--- Directions ---
1. Answer these questions using the post about the Presiding Bishop's speech:
(a) According to the post, what is the Episcopal Church on the verge of doing?
(b) To what gathering did the bishop give the speech that Mohler quotes?
(c) What question does Kevin ask in his second post?
2. Quote the post about the Presiding Bishop's speech word for word between "In a second" and "of the Trinity.", inclusive.
3. Write what comes next in the post about the Presiding Bishop's "heresy" remark, starting after its last sentence.

--- Source ---
Presiding Bishop calls the Gospel heresy – or does she?

Kevin Sam has two posts about some words spoken by Katharine Jefferts Schori, Presiding Bishop of The Episcopal Church (TEC), the US-based body which, as I reported a few days ago, is on the verge of putting itself outside the Anglican Communion. In the first of his posts, Kevin reports on Albert Mohler’s surprise that Bishop Jefferts Schori used the word “heresy” in these words which Mohler quotes, from her speech to the General Convention of TEC:

The crisis of this moment has several parts, and like Episcopalians, particularly the ones in Mississippi, they’re all related. The overarching connection in all of these crises has to do with the great Western heresy – that we can be saved as individuals, that any of us alone can be in right relationship with God. It’s caricatured in some quarters by insisting that salvation depends on reciting a specific verbal formula about Jesus. That individualist focus is a form of idolatry, for it puts me and my words in the place that only God can occupy, at the center of existence, as the ground of being. That heresy is one reason for the theme of this Convention.

Mohler comments:

note carefully that the Bishop identified as heresy what the church —   throughout all the centuries and in every major tradition — has recognized as central to the Christian faith. The confession that “Jesus Christ is Lord” has been central to biblical Christianity from the New Testament onward. … The Presiding Bishop of the Episcopal Church finally summoned the determination to apply the word heresy — and then applied this most serious term of odious rejection to the Gospel itself.

In a second post Kevin examines Jefferts Schori’s words for himself, asking the question Was Bishop Schori really talking about the heresy of selfishness? But he doesn’t give a clear answer. Now if it is selfishness that the bishop called a heresy, I would not disagree except to concur with Mohler that

The word heresy should properly be reserved for teachings that directly reject what the Bible reveals and the Church has confessed concerning the person and work of Christ and the reality and integrity of the Trinity.

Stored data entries
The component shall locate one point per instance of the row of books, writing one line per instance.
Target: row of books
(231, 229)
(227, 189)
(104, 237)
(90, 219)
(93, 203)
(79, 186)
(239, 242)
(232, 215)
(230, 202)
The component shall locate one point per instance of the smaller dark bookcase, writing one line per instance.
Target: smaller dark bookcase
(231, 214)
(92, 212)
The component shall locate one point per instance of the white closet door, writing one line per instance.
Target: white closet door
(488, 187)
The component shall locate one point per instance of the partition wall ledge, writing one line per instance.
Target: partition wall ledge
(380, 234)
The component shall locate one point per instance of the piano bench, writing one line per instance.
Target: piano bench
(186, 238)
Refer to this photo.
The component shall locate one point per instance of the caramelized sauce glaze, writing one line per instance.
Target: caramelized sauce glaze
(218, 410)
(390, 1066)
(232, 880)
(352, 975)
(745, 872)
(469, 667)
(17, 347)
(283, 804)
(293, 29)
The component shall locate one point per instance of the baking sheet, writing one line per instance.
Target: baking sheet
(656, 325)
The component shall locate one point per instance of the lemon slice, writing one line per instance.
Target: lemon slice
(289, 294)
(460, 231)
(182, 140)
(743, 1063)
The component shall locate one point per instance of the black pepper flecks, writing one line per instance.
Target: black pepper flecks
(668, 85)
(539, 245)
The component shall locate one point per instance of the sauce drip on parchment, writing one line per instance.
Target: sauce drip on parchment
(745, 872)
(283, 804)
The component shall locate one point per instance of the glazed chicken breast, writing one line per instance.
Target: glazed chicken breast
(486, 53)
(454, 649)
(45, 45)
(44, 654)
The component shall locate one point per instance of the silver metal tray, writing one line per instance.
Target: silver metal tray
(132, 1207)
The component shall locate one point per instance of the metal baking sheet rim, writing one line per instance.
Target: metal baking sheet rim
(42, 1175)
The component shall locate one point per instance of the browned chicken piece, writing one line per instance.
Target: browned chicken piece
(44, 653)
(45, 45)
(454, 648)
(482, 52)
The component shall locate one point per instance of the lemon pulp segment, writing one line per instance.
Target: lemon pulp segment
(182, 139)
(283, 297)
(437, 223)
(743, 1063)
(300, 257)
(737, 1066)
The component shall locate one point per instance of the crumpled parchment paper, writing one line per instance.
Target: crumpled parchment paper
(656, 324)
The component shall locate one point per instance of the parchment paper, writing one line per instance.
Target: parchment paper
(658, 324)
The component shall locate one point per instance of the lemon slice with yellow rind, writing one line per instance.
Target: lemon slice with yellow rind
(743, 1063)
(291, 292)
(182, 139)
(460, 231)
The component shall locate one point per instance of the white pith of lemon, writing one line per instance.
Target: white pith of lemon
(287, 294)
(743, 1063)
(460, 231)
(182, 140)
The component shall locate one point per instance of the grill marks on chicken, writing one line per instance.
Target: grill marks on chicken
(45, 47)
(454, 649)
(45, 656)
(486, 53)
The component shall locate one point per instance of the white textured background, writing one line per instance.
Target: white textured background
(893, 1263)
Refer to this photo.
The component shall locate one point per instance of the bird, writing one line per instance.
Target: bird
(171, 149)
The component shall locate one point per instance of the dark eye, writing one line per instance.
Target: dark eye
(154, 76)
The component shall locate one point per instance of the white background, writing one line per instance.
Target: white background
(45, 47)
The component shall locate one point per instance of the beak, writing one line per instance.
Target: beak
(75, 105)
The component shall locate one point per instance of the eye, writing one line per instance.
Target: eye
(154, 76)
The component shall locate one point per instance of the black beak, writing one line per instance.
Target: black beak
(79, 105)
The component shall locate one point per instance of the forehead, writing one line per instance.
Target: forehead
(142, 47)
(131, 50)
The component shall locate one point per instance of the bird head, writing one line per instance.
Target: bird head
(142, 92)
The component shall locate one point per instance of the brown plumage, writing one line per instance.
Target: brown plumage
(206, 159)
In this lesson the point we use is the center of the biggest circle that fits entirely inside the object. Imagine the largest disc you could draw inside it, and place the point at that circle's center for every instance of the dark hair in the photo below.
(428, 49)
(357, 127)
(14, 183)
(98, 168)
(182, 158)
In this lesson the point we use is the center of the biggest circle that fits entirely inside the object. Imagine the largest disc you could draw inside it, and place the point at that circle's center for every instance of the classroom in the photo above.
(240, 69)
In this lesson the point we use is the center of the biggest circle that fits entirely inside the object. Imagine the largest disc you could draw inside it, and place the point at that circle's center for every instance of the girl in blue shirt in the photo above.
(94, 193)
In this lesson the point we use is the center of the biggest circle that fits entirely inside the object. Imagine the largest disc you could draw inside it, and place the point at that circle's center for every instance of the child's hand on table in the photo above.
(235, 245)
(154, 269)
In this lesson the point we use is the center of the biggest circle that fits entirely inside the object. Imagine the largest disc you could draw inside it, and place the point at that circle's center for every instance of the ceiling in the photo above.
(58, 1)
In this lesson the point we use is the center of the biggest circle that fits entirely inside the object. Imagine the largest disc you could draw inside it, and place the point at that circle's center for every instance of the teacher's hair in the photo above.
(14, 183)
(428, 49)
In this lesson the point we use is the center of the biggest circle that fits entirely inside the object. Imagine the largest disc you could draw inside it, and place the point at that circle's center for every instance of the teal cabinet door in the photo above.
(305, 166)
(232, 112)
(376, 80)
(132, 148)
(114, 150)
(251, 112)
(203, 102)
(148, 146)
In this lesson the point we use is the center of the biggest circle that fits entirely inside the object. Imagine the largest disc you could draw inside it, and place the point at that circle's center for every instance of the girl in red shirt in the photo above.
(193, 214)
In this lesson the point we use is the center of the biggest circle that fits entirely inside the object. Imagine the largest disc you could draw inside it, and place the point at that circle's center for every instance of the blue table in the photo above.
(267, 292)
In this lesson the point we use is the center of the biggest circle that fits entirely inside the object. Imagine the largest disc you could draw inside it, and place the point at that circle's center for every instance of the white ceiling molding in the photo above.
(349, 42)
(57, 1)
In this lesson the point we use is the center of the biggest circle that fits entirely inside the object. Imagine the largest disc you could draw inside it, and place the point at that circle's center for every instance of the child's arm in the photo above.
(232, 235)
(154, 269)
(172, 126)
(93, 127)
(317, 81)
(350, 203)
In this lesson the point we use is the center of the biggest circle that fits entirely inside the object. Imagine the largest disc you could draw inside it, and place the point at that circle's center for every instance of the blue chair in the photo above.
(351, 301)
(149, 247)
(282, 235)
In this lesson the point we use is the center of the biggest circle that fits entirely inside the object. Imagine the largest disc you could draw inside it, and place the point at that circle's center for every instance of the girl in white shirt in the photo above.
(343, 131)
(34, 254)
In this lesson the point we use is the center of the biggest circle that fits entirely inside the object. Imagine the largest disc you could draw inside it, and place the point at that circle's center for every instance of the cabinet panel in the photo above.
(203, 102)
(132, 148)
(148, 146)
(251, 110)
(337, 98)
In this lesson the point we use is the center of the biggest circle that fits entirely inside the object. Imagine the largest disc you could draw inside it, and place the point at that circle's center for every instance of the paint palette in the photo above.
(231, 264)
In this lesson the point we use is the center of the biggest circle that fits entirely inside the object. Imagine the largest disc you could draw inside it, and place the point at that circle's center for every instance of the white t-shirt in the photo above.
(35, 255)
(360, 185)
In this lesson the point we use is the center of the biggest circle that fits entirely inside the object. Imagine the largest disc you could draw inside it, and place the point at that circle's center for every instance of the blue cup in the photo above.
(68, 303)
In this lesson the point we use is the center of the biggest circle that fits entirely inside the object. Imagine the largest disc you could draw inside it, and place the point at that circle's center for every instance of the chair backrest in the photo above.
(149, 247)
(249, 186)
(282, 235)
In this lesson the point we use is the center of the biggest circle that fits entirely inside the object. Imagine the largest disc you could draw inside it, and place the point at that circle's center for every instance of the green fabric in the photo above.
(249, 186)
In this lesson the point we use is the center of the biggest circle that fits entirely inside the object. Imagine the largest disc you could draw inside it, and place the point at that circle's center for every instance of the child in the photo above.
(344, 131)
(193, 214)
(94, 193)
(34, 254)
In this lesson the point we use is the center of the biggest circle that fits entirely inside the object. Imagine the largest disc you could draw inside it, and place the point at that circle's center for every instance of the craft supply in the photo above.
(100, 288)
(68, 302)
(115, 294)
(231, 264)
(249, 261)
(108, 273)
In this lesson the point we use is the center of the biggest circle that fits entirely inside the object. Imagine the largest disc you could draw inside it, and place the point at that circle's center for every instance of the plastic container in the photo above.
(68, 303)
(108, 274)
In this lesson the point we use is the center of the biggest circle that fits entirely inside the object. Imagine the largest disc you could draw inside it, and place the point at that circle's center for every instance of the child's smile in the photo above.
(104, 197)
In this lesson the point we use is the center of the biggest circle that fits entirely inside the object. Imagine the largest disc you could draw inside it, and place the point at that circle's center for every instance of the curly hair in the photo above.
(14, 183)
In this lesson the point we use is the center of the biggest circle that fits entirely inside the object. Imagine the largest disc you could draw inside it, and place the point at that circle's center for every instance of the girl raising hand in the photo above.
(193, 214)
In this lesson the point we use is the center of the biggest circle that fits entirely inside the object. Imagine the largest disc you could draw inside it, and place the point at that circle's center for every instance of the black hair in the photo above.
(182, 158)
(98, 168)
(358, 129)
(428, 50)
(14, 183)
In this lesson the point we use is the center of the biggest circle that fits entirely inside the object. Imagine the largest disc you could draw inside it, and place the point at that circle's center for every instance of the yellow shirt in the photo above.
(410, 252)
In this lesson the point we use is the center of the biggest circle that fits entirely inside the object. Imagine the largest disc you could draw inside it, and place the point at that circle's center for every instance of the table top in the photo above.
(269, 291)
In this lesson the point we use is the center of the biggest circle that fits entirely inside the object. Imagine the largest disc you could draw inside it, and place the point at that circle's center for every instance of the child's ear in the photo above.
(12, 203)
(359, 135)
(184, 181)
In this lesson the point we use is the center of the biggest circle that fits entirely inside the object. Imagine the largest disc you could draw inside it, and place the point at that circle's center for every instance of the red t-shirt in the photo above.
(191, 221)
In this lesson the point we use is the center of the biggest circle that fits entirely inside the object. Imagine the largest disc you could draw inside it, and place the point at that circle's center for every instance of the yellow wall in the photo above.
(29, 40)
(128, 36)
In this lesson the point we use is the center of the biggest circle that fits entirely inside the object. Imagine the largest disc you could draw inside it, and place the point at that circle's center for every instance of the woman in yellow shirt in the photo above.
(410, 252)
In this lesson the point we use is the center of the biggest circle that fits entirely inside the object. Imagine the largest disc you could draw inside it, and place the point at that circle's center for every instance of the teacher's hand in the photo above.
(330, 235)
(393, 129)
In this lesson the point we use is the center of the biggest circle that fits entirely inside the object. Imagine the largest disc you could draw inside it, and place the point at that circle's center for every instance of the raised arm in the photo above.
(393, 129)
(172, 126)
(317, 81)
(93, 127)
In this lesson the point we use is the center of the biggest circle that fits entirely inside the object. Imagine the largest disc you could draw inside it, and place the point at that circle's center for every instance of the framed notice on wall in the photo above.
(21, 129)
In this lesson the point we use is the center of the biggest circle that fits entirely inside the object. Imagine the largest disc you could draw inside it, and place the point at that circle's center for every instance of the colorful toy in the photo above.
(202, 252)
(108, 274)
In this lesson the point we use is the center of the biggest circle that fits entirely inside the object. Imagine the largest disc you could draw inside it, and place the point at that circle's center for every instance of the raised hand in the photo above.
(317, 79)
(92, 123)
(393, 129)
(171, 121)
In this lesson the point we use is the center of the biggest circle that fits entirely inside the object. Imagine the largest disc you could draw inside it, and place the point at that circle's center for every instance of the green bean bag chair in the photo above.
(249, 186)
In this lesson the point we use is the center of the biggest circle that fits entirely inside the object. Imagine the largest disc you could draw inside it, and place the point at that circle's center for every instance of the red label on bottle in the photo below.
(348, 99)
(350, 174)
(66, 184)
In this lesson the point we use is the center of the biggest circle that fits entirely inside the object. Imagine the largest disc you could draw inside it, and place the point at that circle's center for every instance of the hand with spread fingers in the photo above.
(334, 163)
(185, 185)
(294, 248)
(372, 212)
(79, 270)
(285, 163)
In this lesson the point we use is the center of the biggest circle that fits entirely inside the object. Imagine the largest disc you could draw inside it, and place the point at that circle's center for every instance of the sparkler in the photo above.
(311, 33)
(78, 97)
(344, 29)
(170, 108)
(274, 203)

--- Responses in order ---
1.
(a) Putting itself outside the Anglican Communion.
(b) The General Convention of TEC.
(c) Was Bishop Schori really talking about the heresy of selfishness?

2.
In a second post Kevin examines Jefferts Schori’s words for himself, asking the question Was Bishop Schori really talking about the heresy of selfishness? But he doesn’t give a clear answer. Now if it is selfishness that the bishop called a heresy, I would not disagree except to concur with Mohler that

The word heresy should properly be reserved for teachings that directly reject what the Bible reveals and the Church has confessed concerning the person and work of Christ and the reality and integrity of the Trinity.

3.
But what was it that Jefferts Schori was attacking? The key is probably in these words of hers:

That individualist focus is a form of idolatry

This suggests that her main point was about “individual” and “alone”, the idea that salvation can be found by individuals apart from a Christian community. That is indeed a distorted teaching of many Christians in the West, related especially to the ideals of rugged individualism and personal independence – not quite the same thing as selfishness. Again, while “heresy” is too strong a word, if this is what Jefferts Schori was attacking I would not want to take issue with her.

But the Presiding Bishop’s words are all too open to the interpretation which Mohler puts on them, that what she has called heresy is a concept at the heart of the gospel, the teaching originally of the prophet Joel which was quoted by the apostles Peter and Paul:

Everyone who calls on the name of the Lord will be saved.

(Joel 2:32, Acts 2:21, Romans 10:13)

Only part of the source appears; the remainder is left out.